**** MATERIALS PROVIDED

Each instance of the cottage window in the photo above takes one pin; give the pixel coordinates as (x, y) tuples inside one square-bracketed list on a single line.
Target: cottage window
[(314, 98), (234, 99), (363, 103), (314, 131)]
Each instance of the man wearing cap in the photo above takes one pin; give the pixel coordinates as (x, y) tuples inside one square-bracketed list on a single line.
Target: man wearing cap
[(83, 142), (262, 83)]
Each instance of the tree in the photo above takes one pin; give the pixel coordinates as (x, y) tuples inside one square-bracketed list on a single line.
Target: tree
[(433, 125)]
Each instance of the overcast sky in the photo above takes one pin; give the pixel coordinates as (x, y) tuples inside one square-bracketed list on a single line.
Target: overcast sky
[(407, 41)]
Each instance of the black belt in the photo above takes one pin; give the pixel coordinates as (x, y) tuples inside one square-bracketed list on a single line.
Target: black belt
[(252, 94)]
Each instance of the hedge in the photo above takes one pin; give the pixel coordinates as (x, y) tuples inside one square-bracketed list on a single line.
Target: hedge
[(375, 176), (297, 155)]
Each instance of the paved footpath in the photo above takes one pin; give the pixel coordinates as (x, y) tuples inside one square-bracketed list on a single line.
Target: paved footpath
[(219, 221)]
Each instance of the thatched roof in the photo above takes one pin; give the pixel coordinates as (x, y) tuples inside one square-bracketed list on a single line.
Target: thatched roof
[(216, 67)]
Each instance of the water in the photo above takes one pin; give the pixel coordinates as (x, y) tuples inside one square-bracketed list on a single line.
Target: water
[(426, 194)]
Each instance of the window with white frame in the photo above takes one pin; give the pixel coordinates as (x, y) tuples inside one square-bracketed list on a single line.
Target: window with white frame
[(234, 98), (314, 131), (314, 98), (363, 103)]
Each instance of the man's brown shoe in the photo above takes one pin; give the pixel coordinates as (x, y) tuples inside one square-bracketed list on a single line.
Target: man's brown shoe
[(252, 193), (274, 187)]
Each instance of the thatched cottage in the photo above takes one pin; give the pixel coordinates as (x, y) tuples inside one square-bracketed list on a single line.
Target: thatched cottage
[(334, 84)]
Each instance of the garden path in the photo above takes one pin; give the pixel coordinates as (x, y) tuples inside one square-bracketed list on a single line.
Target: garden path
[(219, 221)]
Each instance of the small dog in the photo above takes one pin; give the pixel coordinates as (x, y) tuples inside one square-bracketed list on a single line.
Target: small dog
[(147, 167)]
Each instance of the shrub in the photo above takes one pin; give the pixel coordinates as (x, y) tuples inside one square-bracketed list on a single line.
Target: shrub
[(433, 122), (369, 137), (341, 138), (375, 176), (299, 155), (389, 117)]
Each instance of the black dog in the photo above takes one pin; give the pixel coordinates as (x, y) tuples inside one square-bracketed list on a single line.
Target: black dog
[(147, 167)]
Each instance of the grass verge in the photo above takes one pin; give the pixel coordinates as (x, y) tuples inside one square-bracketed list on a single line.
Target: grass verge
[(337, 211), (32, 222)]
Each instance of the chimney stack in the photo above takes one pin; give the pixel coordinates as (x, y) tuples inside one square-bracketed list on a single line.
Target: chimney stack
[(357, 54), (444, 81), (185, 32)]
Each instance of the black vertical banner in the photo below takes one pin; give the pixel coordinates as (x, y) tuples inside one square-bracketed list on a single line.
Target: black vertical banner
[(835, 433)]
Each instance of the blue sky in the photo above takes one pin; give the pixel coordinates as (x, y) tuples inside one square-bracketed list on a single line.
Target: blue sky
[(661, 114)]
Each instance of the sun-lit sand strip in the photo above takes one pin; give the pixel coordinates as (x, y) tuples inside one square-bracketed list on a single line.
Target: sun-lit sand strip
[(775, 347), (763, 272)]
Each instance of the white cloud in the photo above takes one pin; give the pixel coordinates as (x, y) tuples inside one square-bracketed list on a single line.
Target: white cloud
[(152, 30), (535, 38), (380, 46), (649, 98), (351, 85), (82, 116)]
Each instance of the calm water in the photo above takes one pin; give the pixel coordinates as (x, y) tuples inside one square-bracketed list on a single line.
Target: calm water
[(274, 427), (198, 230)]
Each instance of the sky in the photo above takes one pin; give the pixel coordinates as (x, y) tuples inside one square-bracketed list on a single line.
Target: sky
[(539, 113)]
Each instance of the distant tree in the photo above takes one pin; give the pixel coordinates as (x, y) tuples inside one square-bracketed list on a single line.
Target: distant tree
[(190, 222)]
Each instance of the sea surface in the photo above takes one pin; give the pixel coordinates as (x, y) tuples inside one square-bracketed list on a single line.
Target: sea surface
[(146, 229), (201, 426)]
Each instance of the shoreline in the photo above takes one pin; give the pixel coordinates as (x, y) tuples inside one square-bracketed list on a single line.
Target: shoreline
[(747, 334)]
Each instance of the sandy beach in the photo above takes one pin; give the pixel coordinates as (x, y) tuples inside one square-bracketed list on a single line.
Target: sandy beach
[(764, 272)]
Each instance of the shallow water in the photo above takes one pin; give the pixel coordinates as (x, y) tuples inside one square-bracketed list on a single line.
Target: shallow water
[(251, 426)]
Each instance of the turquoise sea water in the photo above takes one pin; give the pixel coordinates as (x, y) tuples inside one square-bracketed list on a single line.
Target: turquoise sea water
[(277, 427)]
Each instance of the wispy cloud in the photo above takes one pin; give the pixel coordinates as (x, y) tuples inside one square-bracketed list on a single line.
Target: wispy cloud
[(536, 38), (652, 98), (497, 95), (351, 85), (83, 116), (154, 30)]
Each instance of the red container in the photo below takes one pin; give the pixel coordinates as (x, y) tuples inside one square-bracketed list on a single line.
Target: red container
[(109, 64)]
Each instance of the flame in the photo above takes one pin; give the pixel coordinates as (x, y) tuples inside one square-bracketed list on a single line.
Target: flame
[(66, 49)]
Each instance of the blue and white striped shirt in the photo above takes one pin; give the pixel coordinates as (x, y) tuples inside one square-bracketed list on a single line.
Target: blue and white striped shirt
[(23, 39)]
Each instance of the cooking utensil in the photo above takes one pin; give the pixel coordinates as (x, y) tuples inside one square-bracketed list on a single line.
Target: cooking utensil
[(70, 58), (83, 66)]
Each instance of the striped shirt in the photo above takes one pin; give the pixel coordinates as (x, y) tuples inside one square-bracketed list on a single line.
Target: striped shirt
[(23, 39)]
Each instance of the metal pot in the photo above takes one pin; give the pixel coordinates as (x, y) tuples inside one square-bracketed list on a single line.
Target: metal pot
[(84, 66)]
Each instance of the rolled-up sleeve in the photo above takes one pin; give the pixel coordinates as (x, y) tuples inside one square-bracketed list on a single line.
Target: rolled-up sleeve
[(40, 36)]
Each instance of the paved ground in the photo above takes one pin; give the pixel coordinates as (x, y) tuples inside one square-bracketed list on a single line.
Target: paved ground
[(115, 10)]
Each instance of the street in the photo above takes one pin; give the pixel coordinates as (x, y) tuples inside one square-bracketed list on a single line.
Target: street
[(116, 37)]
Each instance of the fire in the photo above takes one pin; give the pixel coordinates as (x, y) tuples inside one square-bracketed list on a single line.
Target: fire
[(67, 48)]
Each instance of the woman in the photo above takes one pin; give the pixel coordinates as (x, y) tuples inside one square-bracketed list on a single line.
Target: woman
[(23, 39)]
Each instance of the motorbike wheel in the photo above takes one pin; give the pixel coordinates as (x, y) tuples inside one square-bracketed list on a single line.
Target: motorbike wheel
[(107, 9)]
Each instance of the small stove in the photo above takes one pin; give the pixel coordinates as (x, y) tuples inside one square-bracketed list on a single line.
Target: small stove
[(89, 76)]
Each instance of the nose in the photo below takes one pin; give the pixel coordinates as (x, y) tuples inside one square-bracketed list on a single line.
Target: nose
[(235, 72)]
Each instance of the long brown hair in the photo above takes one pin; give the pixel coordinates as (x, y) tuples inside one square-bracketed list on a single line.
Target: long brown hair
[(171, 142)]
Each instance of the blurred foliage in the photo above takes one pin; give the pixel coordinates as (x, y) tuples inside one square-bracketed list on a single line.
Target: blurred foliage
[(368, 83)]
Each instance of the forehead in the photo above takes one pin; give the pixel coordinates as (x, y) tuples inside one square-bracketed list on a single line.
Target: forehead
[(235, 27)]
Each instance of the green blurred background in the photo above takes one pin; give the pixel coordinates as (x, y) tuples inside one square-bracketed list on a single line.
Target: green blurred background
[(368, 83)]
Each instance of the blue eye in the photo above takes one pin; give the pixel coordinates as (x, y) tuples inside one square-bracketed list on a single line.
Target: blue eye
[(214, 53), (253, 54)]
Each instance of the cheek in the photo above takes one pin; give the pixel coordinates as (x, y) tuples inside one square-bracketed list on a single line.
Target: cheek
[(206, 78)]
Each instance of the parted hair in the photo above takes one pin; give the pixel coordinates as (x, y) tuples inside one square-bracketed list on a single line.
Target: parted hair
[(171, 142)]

********

The lines running from the start of the data through the one that contains "Each instance of the water" should be reproduced exactly, and only those.

• WRITTEN ANSWER:
Each instance of the cottage window in the photo above takes one pin; give the pixel coordinates as (x, y) tuples inside one square-bracketed list on a single line.
Target: cottage window
[(314, 98), (234, 99), (363, 103), (314, 131)]
Each instance of the man wearing cap in the photo above takes one pin; give the pixel coordinates as (x, y) tuples inside one square-bracketed list on a single line.
Target: man wearing cap
[(83, 142), (262, 83)]
Each instance of the tree in the photo above takes one pin; give the pixel coordinates as (x, y) tuples inside one square-bracketed list on a single line.
Target: tree
[(433, 125)]
Each instance of the overcast sky in the photo above takes one pin; give the pixel coordinates as (x, y) tuples inside one square-bracketed list on a single line.
Target: overcast sky
[(407, 41)]
Each instance of the black belt in the photo above takes one pin; give the pixel coordinates as (x, y) tuples inside one square-bracketed list on a single line.
Target: black belt
[(252, 94)]
Each instance of the hedge in the photo above takes one pin; give the pixel coordinates as (x, y) tuples inside one square-bracketed list on a single line.
Target: hedge
[(375, 176), (297, 155)]
Each instance of the paved footpath in the photo above takes one pin; give the pixel coordinates as (x, y) tuples inside one square-bracketed list on a single line.
Target: paved footpath
[(219, 221)]
Each instance of the thatched roof in the photo above takes one pin; give the pixel coordinates as (x, y) tuples inside one square-bracketed list on a single line.
Target: thatched roof
[(216, 67)]
Each instance of the water in the photo above takes one pin; give the pixel coordinates as (x, y) tuples inside one square-bracketed list on a single line.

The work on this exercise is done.